== Exercise ==
All of the entries below are to be retyped exactly.

--- START ---

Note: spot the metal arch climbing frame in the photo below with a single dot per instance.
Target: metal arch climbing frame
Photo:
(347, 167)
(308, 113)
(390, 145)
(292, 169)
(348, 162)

--- END ---

== Solution to this task ==
Note: spot the metal arch climbing frame in the photo below with a single dot per instance.
Target: metal arch climbing frame
Photo:
(347, 167)
(308, 113)
(390, 145)
(292, 169)
(348, 162)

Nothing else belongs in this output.